_PROBLEM TO WORK ON_
Print the part of the blog post below that runs from "This little gift" to "WAIT! MILESTONE TWO!", copying it word for word.

Milestone: My First Mean Comment

I can’t believe it took me almost two and a half years of posting on this blog, but it finally happened. I got my first insulting comment!

This little gift was left for me on an older post, The Nice Guys of OKCupid!

It was actually in reply to another comment I had replied to, in which a 22 year-old dude told me I was wrong and he was offended…

OH, WAIT! MILESTONE TWO!

My first offended reader!!!!

The comment from the offended reader was just way too long to post here, but the gist of it was, “you’re wrong about your thoughts and feelings and the thoughts and feelings of other women your age, Certified Vagina Owner. As a 22 year-old dude with a lot of life experience, you can just defer to me and my opinions since your brain is made up of a hollow, dark chocolate Easter bunny filled with Midol pills.”

I mean, in his original argument, he was saying that he’s a nice guy but girls don’t like him, and girls only like assholes, which makes me think that he didn’t even really read the post (maybe because he just couldn’t get over the shock that my dad or brother let me use his computer. It’s a miracle my cup of tea didn’t slip through my delicate lady hands and spill all over the keyboard) because I kind of addressed that myth directly. Not eloquently or intelligently, but I did address it.

_DATA UNDER STUDY_

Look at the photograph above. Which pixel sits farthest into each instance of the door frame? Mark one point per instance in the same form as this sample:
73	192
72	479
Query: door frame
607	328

_EXERCISE RESULT_
This little gift was left for me on an older post, The Nice Guys of OKCupid!

It was actually in reply to another comment I had replied to, in which a 22 year-old dude told me I was wrong and he was offended…

OH, WAIT! MILESTONE TWO!